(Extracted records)
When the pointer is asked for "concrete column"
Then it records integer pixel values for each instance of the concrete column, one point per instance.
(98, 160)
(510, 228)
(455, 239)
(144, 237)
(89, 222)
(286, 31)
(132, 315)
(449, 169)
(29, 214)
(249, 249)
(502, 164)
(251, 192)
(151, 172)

• Written instruction: Change each instance of "concrete column" in the lines to "support pillar" and leave the rest of the lines unchanged.

• Complete answer:
When the pointer is asked for "support pillar"
Then it records integer pixel values for each instance of the support pillar, one point per instance.
(98, 160)
(510, 228)
(455, 239)
(144, 237)
(89, 222)
(286, 31)
(132, 315)
(449, 169)
(29, 214)
(249, 249)
(502, 164)
(251, 192)
(151, 172)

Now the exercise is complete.